Copy out every line of the material below word for word, with nothing changed.

Annotation dataset entries:
-------------------------

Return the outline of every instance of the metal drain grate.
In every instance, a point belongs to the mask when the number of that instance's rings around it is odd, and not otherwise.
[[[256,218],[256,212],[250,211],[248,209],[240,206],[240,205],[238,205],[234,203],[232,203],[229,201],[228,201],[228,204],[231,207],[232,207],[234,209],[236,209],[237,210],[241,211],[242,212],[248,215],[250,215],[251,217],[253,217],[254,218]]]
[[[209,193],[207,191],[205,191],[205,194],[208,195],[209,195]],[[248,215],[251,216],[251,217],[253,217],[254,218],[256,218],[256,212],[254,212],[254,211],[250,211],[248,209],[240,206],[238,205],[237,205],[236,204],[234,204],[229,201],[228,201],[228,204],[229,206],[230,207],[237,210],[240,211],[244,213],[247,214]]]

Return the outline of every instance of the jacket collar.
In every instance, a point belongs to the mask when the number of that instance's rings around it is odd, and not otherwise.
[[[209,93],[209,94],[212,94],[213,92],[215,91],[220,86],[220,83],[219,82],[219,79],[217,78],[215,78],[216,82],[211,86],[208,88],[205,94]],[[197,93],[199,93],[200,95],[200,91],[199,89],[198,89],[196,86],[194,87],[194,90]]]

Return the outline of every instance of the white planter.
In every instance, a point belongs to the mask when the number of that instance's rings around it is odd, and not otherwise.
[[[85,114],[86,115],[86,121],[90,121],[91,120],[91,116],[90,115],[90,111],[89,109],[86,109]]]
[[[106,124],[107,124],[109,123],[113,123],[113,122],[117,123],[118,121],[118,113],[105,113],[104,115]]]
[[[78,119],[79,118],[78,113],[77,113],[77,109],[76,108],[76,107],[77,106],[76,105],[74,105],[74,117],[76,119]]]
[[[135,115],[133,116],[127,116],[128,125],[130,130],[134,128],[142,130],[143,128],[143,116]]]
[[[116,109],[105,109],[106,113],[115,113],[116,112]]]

-------------------------

Solution for this exercise ▸
Return the outline of every instance of the metal drain grate.
In every instance, a point belongs to the mask when the number of that instance's rings around it is odd, and not otherwise.
[[[256,218],[256,212],[250,211],[248,209],[240,206],[240,205],[238,205],[234,203],[232,203],[229,201],[228,201],[228,204],[231,207],[232,207],[234,209],[236,209],[237,210],[241,211],[242,212],[248,215],[250,215],[251,217],[253,217],[254,218]]]
[[[209,193],[207,191],[205,191],[205,194],[208,195],[209,195]],[[248,215],[251,216],[251,217],[253,217],[254,218],[256,218],[256,212],[254,212],[254,211],[250,211],[248,209],[240,206],[238,205],[237,205],[236,204],[234,204],[229,201],[228,201],[228,204],[229,206],[230,207],[237,210],[240,211],[244,213],[247,214]]]

Return the outline of every instance of the jacket collar.
In every instance, a point belongs to the mask when the number of that instance's rings around it is odd, and not otherwise.
[[[209,93],[209,94],[212,94],[213,92],[215,91],[220,86],[220,83],[219,82],[219,79],[217,78],[215,78],[216,82],[211,86],[208,88],[205,94]],[[197,93],[199,93],[200,95],[200,91],[199,89],[198,89],[196,86],[194,87],[194,90]]]

Return the outline of every instance of the white planter.
In every instance, a point belongs to the mask when the number of that instance's rings around it is odd, and not otherwise.
[[[85,114],[86,115],[86,121],[90,121],[91,120],[91,116],[90,115],[90,111],[89,109],[86,109]]]
[[[106,124],[107,124],[109,123],[113,123],[113,122],[117,123],[118,121],[118,113],[105,113],[104,115]]]
[[[78,119],[79,118],[78,113],[77,113],[77,109],[76,108],[76,107],[77,106],[76,105],[74,105],[74,117],[76,119]]]
[[[135,115],[133,116],[127,116],[128,125],[130,130],[134,128],[142,130],[143,128],[143,116]]]
[[[116,109],[105,109],[106,113],[115,113],[116,112]]]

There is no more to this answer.